[Collected data entries]
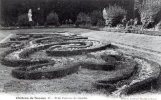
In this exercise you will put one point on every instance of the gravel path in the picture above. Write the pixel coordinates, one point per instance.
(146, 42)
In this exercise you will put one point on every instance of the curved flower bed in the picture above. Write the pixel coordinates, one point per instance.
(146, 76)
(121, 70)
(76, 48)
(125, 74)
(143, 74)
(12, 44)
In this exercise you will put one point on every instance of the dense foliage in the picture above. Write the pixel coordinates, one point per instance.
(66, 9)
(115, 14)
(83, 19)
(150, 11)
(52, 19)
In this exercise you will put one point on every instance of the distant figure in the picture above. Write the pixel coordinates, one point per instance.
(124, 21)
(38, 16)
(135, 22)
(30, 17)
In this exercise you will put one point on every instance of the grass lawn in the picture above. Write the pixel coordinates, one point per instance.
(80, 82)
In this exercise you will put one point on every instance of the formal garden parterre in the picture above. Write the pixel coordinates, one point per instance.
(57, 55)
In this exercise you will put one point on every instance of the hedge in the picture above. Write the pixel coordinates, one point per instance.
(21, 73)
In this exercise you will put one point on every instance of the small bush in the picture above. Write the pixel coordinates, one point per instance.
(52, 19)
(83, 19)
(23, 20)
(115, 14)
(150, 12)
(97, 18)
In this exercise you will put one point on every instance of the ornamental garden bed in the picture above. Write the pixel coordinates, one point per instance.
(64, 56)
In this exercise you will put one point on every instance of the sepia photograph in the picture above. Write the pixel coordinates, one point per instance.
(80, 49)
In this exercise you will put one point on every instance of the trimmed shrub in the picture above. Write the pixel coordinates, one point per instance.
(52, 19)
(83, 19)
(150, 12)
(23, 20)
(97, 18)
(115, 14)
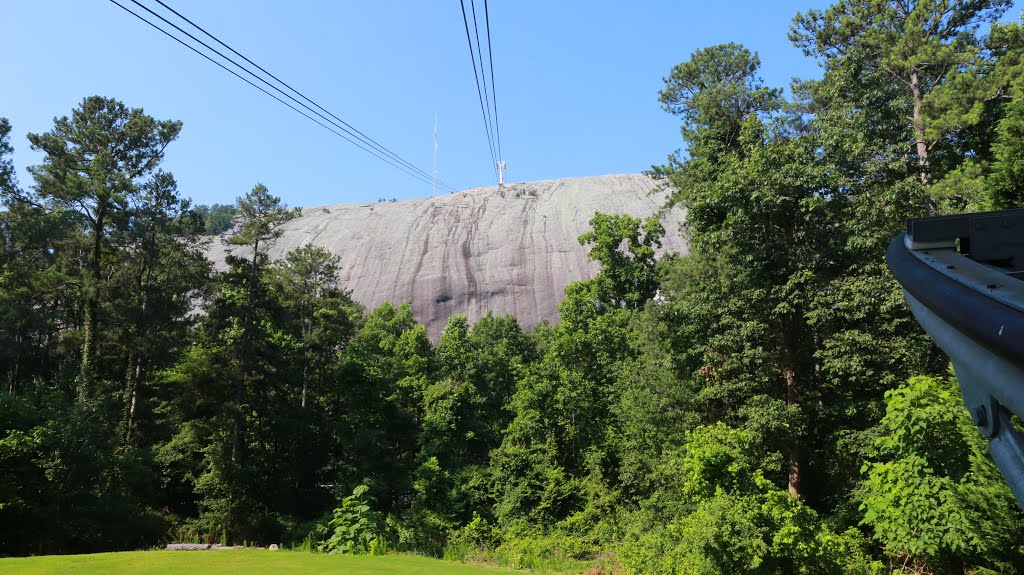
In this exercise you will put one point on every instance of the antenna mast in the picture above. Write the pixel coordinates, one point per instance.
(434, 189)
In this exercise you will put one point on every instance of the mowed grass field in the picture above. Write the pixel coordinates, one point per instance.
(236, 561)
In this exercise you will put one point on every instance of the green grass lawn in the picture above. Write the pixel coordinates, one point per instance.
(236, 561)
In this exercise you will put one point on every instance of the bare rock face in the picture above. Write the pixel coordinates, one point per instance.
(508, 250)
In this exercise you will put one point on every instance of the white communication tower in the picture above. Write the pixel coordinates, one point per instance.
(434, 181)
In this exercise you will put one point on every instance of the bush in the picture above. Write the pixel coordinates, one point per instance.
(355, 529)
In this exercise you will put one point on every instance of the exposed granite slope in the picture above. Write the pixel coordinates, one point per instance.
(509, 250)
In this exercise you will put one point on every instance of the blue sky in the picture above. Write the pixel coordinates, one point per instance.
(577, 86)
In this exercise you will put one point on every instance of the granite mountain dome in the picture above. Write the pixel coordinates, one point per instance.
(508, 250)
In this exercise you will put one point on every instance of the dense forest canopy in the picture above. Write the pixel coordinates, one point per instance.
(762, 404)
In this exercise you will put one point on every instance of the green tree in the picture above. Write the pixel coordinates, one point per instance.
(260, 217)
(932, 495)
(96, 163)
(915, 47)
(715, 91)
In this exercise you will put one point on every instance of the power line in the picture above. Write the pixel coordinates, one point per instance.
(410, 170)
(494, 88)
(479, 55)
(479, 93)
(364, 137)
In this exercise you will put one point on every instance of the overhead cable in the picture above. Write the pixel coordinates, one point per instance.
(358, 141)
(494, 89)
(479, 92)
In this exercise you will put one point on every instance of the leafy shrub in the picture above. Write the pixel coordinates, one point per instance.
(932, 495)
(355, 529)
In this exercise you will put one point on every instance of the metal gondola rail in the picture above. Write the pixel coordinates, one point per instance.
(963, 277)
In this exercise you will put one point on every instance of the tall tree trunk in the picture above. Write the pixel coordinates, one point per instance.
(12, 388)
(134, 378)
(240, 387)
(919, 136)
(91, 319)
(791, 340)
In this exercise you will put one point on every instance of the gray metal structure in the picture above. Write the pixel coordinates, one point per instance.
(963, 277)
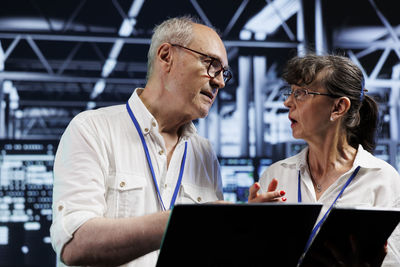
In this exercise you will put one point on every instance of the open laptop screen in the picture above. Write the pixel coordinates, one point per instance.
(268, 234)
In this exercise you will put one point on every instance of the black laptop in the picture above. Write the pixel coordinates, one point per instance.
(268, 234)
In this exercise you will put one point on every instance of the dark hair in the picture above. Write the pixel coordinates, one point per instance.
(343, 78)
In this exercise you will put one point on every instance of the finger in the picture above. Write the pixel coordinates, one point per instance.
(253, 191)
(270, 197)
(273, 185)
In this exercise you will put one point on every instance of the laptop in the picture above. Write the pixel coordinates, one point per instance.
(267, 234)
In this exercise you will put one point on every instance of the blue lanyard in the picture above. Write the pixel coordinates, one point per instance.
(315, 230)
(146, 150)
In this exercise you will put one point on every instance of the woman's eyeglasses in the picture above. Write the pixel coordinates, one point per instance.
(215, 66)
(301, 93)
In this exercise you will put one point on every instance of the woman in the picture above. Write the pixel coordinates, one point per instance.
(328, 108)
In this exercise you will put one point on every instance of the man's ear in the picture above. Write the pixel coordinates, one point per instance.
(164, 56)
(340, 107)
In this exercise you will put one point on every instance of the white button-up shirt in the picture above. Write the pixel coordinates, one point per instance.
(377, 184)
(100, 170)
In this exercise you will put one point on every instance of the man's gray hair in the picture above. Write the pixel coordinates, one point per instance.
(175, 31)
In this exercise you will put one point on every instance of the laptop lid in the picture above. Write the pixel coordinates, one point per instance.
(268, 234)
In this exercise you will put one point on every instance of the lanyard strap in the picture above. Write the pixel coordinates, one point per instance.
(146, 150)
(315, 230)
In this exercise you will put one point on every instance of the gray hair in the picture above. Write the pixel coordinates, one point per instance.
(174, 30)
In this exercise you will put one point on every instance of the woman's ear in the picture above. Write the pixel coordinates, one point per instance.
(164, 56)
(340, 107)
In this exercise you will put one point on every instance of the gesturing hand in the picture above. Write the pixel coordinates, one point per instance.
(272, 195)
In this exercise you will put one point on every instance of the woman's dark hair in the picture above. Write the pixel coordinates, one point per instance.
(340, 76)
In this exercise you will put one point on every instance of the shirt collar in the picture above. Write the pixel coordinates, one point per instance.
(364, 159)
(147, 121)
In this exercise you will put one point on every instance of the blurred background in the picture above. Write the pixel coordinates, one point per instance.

▶ _What this task involves_: Write the records out exactly, dropping every image.

▶ _Response below_:
In this exercise you will put one point on every instance of the gravel path in the picture above. Write the pixel coordinates, one point per instance.
(146, 42)
In this exercise you will put one point on every instance of the curved flower bed in the picture above. Write the pixel coordinates, one point per instance.
(146, 76)
(121, 70)
(76, 48)
(125, 74)
(143, 74)
(12, 44)
In this exercise you will put one point on every instance of the dense foliage in the picture above. Write the pixel coordinates, one point per instance.
(66, 9)
(115, 14)
(83, 19)
(150, 11)
(52, 19)
In this exercise you will put one point on every instance of the distant figure in the picture above. Write the pixel coordinates, one point per instance.
(124, 21)
(38, 16)
(135, 22)
(30, 17)
In this exercise you will put one point on every instance of the grass lawn in the picture above. Write the pixel coordinates, one point per instance.
(80, 82)
In this exercise you will put one point on every instance of the formal garden parterre in the picture above. Write the pixel coordinates, one point per instance.
(57, 55)
In this exercise you will put one point on every instance of the hedge in the picture above. Write the pixel coordinates, one point per instance.
(21, 73)
In this exercise you will put one point on every instance of the small bush in the picture above. Write the pixel coordinates, one point per instance.
(52, 19)
(83, 19)
(23, 20)
(115, 14)
(150, 12)
(97, 18)
In this exercise you will put one point on every instance of the ornamental garden bed in the picture above. Write the pixel coordinates, one point per instance.
(64, 56)
In this exercise you will put one point on every instance of the sepia photograph in the picture above. Write the pixel coordinates, one point per instance.
(80, 49)
In this exercise you will put one point on every instance of the trimmed shrub in the picture above. Write the pixel coordinates, one point per instance.
(52, 19)
(83, 19)
(150, 12)
(23, 20)
(97, 18)
(115, 14)
In this exercise you will put one point on every instance of the antenna mast in the picture above. Write the pixel coordinates, one point per instance.
(434, 189)
In this exercise you will put one point on every instance of the mowed grass field in the picture above. Write the pixel coordinates, one point per instance.
(236, 561)
In this exercise you will put one point on every instance of the green grass lawn in the picture above. Write the pixel coordinates, one point per instance.
(236, 561)
In this exercise you will put one point on every instance of the bare rock face in the picture above. Write the pixel coordinates, one point per instance.
(508, 250)
In this exercise you will put one point on every instance of the white communication tower in the picture above. Write the pixel coordinates, one point per instance.
(434, 181)
In this exercise you will put one point on every instance of the bush in the picture above. Write the pixel coordinates, one point per instance.
(355, 529)
In this exercise you will put one point on every instance of the exposed granite slope in the picture above. Write the pixel coordinates, one point per instance.
(509, 250)
In this exercise you will put one point on every instance of the blue sky in the picture above. Write the pixel coordinates, one point per instance.
(577, 86)
In this exercise you will put one point on every instance of the granite mountain dome in the picture above. Write the pixel coordinates, one point per instance.
(508, 250)
In this exercise you will put one point on every instance of the dense forest canopy in the picture above. Write the pixel coordinates, one point per instance.
(762, 404)
In this exercise you will put one point on every instance of the green tree in the picture above. Write the pixel coordinates, one point per instance.
(260, 217)
(932, 495)
(96, 163)
(915, 47)
(715, 91)
In this exercise you will put one point on every instance of the power line in the picture above. Write the pixel coordinates, one point per instance.
(410, 170)
(494, 88)
(479, 55)
(479, 93)
(364, 137)
In this exercise you will put one point on every instance of the overhead cable in the picture above. Write the pixel coordinates, one point per instance.
(358, 141)
(494, 89)
(479, 92)
In this exercise you will put one point on every instance of the leafy shrub in the picture above. Write the pixel coordinates, one point per instance.
(932, 495)
(355, 529)
In this exercise you will put one point on every instance of the metal gondola rail in the picture above. Write the pixel coordinates, one point per instance.
(963, 277)
In this exercise you will put one point on every instance of the tall tree trunk in the picture above. Write the pixel coordinates, one point per instance.
(12, 388)
(134, 378)
(240, 387)
(919, 136)
(91, 319)
(791, 340)
In this exercise you will put one point on every instance of the gray metal structure in the picture above. Write the pixel coordinates, one point per instance.
(963, 277)
In this exercise you will put one point on every instance of the open laptop screen in the picture above. Write the pixel coordinates, one point per instance.
(268, 234)
In this exercise you will put one point on every instance of the black laptop in the picture above. Write the pixel coordinates, one point per instance.
(268, 234)
In this exercise you will put one point on every instance of the dark hair in the picture above. Write the pixel coordinates, one point per instance.
(343, 78)
In this exercise you will put one point on every instance of the finger in the picture above. Write the pixel coordinates, one point per instance.
(253, 191)
(270, 197)
(273, 185)
In this exercise you will put one point on every instance of the laptop in the picture above. Write the pixel coordinates, one point per instance.
(267, 234)
In this exercise you will put one point on every instance of the blue lanyard in the picture above. Write the pixel coordinates, one point per instance.
(315, 230)
(146, 150)
In this exercise you will put one point on every instance of the woman's eyeglasses in the picture above. Write the pixel coordinates, one point per instance.
(215, 66)
(301, 93)
In this exercise you will put one point on every instance of the woman in the picture above. Write the pixel coordinates, one point per instance.
(328, 108)
In this exercise you will put one point on every instance of the man's ear in the picture above. Write the pixel coordinates, one point per instance.
(164, 56)
(340, 107)
In this exercise you will put one point on every instance of the white button-up shirt in the picture above. Write the pixel coordinates, one point per instance.
(377, 184)
(100, 170)
In this exercise you will put one point on every instance of the man's gray hair in the picture above. Write the pixel coordinates, one point per instance.
(175, 31)
In this exercise you will put one point on every instance of the laptop lid in the picture above. Write the pixel coordinates, one point per instance.
(268, 234)
In this exercise you will put one point on every instance of the lanyard strap in the picture above. Write the pixel coordinates, one point per instance.
(146, 150)
(315, 230)
In this exercise you will put one point on every instance of the gray hair in the picture above. Write the pixel coordinates, one point per instance.
(174, 30)
In this exercise you will put one point on every instance of the woman's ear in the picture above. Write the pixel coordinates, one point per instance.
(164, 56)
(340, 107)
In this exercise you will put one point on every instance of the gesturing hand in the picture above. Write the pixel coordinates, one point per instance.
(272, 195)
In this exercise you will put one point on every instance of the woman's dark hair in the picture above. Write the pixel coordinates, one point per instance.
(340, 76)
In this exercise you will put one point on every instance of the shirt collar in the picture above. Write the pixel coordinates, one point per instance.
(364, 159)
(147, 121)
In this exercise you will put one point on every instance of the blurred background in the picture above. Write the pixel coordinates, one point per instance.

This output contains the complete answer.